- Records for this exercise
━━━━━━━━━━━━━━━━━━━━━━━━━━━━━━

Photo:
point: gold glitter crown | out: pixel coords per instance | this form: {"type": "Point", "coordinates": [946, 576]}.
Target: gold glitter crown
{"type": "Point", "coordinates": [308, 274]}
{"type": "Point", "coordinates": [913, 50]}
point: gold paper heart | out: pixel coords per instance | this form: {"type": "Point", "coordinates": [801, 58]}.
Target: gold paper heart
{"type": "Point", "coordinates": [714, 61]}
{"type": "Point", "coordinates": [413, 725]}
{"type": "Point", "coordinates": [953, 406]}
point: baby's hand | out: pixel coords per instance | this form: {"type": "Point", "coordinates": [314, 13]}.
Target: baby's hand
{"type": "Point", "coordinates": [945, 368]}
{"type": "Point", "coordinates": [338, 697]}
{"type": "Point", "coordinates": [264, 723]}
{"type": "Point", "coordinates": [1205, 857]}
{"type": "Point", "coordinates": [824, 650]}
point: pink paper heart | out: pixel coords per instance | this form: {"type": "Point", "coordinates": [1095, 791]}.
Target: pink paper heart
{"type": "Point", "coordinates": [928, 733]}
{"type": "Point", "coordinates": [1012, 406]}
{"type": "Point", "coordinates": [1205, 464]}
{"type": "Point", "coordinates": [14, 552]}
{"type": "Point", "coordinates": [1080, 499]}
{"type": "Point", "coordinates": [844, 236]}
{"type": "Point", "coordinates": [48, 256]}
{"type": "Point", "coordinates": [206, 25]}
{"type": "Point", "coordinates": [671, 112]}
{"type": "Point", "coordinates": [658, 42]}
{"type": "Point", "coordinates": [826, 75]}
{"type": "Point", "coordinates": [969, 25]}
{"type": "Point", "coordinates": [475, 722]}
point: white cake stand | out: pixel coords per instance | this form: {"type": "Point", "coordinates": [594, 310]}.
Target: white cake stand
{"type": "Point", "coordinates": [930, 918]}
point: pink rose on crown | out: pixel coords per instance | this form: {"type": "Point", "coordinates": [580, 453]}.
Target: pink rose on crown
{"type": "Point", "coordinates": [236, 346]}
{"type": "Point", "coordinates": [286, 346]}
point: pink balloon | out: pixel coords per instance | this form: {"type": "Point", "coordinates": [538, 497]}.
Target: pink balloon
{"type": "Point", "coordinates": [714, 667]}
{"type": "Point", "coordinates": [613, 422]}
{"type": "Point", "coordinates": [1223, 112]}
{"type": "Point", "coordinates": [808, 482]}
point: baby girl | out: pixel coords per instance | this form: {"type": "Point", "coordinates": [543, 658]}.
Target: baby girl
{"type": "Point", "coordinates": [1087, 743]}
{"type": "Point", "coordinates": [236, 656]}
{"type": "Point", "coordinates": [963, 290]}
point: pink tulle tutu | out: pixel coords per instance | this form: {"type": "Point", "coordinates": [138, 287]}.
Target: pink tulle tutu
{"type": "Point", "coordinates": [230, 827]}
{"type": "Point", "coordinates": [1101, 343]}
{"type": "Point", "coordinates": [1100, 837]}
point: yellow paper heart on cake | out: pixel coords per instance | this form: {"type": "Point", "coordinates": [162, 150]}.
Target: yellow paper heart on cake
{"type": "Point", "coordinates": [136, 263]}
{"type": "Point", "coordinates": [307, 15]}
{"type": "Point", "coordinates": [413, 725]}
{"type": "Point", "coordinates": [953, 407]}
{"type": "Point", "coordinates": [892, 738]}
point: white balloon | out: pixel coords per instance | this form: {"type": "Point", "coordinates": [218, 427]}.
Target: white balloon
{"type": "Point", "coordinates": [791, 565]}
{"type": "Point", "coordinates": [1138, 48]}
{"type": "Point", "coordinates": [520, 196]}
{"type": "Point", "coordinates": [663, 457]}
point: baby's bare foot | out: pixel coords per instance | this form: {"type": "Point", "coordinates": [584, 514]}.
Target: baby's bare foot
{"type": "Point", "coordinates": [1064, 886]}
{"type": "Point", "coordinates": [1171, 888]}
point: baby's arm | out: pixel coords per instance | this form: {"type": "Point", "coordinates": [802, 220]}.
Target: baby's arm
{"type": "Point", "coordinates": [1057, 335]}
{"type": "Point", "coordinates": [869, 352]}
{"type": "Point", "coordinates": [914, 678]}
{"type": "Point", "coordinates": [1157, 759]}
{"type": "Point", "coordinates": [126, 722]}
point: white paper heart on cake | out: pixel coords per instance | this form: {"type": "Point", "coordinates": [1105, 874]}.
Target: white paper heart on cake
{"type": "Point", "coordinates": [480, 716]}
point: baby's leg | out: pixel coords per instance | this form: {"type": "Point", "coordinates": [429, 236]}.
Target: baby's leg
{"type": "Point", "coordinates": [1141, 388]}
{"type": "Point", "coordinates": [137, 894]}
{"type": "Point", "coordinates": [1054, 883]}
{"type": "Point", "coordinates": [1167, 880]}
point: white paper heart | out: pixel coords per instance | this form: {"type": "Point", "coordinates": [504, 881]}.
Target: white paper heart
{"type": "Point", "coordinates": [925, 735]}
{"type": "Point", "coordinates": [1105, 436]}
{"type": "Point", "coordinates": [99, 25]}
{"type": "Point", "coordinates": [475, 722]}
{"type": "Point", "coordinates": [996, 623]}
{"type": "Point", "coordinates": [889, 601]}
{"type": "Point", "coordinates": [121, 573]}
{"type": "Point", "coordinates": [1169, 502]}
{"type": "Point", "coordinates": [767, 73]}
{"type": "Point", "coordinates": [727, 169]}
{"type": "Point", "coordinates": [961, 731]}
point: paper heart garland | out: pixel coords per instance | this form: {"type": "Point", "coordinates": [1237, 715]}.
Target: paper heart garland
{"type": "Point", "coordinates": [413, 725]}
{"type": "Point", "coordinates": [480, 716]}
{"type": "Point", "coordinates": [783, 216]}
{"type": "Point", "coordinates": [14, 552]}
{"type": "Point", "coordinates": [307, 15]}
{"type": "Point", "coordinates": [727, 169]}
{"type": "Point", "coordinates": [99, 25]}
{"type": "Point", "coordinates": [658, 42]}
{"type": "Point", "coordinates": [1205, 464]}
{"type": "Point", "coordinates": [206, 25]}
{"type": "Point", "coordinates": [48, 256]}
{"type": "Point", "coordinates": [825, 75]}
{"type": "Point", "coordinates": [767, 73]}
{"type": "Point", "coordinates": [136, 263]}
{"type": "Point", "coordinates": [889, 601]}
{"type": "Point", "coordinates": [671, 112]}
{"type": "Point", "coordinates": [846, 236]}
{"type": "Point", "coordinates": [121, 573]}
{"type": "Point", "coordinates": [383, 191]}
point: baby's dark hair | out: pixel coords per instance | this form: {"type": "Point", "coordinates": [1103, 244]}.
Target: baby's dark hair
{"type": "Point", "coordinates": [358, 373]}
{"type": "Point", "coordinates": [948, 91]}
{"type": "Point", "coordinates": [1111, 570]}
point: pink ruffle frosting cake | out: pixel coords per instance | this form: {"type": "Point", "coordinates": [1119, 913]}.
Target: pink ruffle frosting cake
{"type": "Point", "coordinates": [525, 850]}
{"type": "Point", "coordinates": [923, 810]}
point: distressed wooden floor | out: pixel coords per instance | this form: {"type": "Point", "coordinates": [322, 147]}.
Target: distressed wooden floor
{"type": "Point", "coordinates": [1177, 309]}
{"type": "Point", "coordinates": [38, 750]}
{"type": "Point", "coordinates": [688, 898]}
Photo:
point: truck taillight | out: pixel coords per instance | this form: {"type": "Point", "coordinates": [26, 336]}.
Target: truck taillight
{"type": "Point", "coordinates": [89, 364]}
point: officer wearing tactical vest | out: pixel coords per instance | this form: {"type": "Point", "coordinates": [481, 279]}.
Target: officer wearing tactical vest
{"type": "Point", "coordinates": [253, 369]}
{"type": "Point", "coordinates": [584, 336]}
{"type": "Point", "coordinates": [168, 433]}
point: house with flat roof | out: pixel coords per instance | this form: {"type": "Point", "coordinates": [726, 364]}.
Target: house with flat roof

━━━━━━━━━━━━━━━━━━━━━━━━━━━━━━

- What you have to do
Where a line of the listing holds the string "with", copy that line.

- Answer space
point: house with flat roof | out: pixel coords per instance | this form: {"type": "Point", "coordinates": [726, 364]}.
Target: house with flat roof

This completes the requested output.